Start of Records shown
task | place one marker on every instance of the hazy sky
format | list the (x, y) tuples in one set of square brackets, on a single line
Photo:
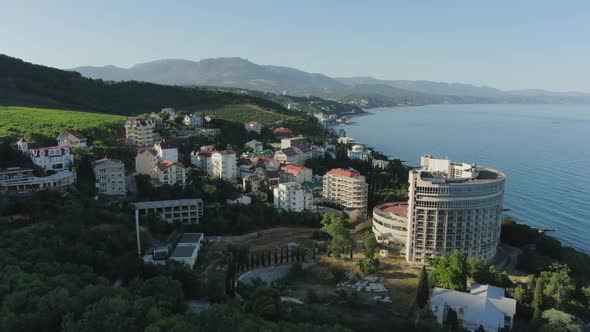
[(506, 44)]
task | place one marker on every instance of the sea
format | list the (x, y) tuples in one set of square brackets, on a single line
[(544, 150)]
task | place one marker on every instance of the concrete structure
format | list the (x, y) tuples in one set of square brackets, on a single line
[(238, 199), (51, 158), (72, 138), (192, 120), (255, 145), (291, 196), (224, 165), (16, 180), (347, 188), (254, 126), (484, 305), (390, 223), (296, 173), (170, 173), (292, 142), (358, 152), (167, 150), (187, 249), (140, 132), (110, 176), (184, 211), (453, 206), (288, 156)]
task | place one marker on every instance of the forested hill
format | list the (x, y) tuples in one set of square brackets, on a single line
[(26, 84)]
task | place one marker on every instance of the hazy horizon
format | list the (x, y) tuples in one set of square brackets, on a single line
[(505, 45)]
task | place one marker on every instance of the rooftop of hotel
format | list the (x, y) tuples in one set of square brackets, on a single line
[(397, 208)]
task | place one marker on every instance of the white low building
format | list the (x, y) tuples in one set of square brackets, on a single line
[(291, 196), (484, 305)]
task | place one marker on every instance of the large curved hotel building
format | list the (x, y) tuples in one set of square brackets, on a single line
[(451, 206)]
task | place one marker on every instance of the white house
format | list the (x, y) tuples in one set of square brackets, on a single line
[(110, 176), (291, 196), (167, 150), (484, 305), (192, 120), (72, 138), (254, 126), (51, 158)]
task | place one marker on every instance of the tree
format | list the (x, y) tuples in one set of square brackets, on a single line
[(369, 244), (423, 291), (450, 272), (451, 320)]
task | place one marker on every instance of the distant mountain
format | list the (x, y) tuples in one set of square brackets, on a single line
[(360, 91)]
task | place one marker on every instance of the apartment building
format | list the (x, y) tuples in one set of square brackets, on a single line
[(110, 176), (453, 206), (347, 188), (140, 132), (291, 196)]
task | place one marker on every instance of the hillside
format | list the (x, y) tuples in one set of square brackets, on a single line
[(26, 84), (360, 91)]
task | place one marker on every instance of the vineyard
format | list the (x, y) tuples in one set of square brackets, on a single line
[(43, 123), (242, 113)]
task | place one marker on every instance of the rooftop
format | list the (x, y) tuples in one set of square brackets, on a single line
[(397, 208)]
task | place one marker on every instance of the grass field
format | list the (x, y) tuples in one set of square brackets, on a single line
[(242, 113), (48, 123)]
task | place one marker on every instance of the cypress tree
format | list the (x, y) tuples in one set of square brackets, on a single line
[(423, 289)]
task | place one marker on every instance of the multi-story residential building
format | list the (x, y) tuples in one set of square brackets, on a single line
[(291, 196), (110, 176), (224, 165), (255, 145), (358, 152), (140, 132), (347, 188), (184, 211), (288, 156), (192, 120), (254, 126), (296, 173), (292, 142), (72, 138), (169, 172), (484, 306), (453, 206), (16, 180), (390, 223), (167, 150), (51, 158)]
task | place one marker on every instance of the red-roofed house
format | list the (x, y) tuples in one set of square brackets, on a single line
[(347, 188), (296, 173), (72, 138)]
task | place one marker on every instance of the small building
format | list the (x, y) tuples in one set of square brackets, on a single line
[(358, 152), (282, 132), (72, 138), (296, 173), (238, 199), (187, 249), (255, 145), (110, 177), (184, 211), (192, 120), (292, 142), (254, 126), (484, 305), (291, 196)]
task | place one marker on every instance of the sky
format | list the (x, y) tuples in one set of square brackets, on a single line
[(505, 44)]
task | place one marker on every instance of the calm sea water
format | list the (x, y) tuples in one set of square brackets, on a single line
[(543, 149)]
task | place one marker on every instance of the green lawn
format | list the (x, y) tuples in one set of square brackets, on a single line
[(42, 123), (242, 113)]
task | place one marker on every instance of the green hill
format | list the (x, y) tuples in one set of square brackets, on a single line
[(26, 84)]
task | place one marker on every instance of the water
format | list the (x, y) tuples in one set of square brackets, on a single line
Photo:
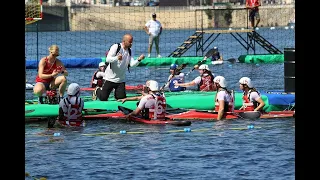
End of Records shown
* [Work instruction]: Using the listing, filter for "water" and return the matching lines.

* [Reply to the exercise]:
task | place one marker on every instance of the calm sea water
task | place one marker on every instance of the water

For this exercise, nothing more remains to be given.